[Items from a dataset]
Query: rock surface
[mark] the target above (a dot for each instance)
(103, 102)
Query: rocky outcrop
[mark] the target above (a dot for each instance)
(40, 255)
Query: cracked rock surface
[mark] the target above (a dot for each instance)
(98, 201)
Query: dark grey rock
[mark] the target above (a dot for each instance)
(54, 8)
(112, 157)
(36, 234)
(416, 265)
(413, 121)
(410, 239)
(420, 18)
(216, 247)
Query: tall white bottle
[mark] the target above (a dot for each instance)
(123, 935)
* * *
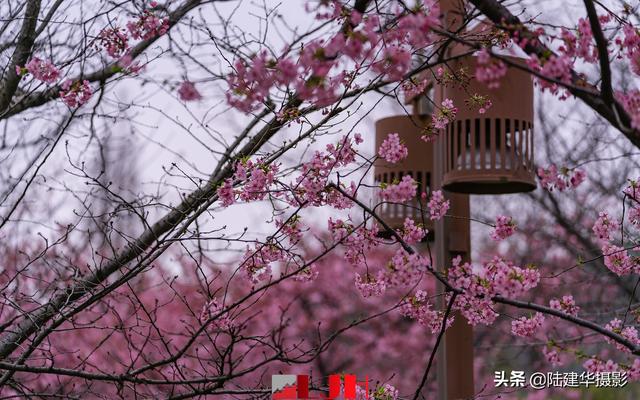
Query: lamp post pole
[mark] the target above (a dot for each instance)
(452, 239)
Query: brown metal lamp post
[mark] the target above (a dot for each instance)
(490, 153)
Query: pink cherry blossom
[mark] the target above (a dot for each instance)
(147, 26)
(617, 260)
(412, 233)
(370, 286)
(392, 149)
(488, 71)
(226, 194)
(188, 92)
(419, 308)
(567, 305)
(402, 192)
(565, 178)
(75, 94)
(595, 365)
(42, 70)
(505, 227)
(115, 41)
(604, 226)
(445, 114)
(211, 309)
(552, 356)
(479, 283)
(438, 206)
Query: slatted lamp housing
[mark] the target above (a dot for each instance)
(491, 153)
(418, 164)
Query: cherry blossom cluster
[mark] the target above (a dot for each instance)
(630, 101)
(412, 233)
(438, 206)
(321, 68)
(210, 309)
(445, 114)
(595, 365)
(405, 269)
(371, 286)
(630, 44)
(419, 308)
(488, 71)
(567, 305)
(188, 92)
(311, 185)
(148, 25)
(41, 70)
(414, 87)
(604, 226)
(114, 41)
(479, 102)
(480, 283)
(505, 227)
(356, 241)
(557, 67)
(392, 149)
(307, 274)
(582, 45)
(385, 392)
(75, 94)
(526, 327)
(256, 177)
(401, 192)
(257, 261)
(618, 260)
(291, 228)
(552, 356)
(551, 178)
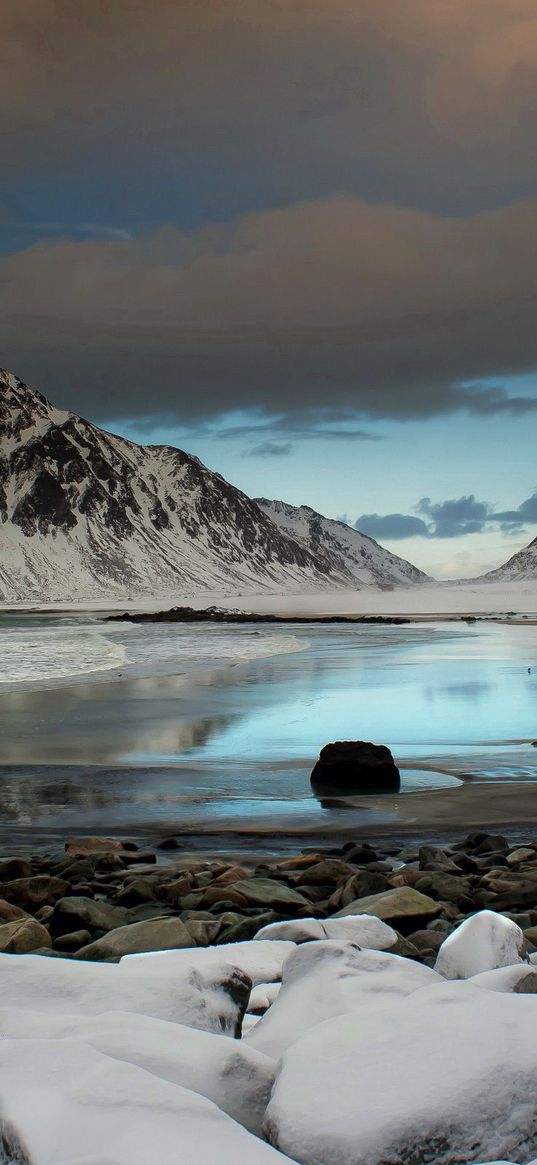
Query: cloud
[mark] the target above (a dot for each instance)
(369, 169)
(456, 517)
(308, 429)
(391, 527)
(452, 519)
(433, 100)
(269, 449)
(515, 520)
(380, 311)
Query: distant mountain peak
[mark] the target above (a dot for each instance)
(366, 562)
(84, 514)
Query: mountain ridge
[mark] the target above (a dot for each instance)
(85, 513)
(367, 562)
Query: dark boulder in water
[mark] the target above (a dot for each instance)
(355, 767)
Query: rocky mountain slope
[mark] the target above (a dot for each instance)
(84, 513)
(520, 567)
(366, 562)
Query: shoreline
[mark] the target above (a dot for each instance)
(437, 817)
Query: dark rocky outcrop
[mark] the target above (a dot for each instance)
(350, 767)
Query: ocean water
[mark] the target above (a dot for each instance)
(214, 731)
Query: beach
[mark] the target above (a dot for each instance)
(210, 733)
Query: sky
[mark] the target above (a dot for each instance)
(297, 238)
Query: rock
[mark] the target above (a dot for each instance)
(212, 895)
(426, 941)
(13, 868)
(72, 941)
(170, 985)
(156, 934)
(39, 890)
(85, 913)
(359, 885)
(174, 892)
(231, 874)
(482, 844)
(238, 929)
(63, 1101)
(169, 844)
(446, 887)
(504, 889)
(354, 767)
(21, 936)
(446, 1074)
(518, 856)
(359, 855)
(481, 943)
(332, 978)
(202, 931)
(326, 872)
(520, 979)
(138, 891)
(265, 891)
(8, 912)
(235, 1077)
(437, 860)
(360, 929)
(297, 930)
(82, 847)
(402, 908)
* * *
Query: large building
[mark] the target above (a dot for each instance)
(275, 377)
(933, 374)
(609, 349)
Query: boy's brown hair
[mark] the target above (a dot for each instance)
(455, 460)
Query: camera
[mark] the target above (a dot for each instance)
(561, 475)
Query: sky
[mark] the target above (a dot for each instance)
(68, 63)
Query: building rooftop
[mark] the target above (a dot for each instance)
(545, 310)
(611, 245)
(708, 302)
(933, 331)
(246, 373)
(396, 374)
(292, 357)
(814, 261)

WRITTEN INSTRUCTION:
Tally the lines in the rows above that contain the string "post", treating uppercase and lowercase as different, and give only the number.

ANSWER BELOW:
2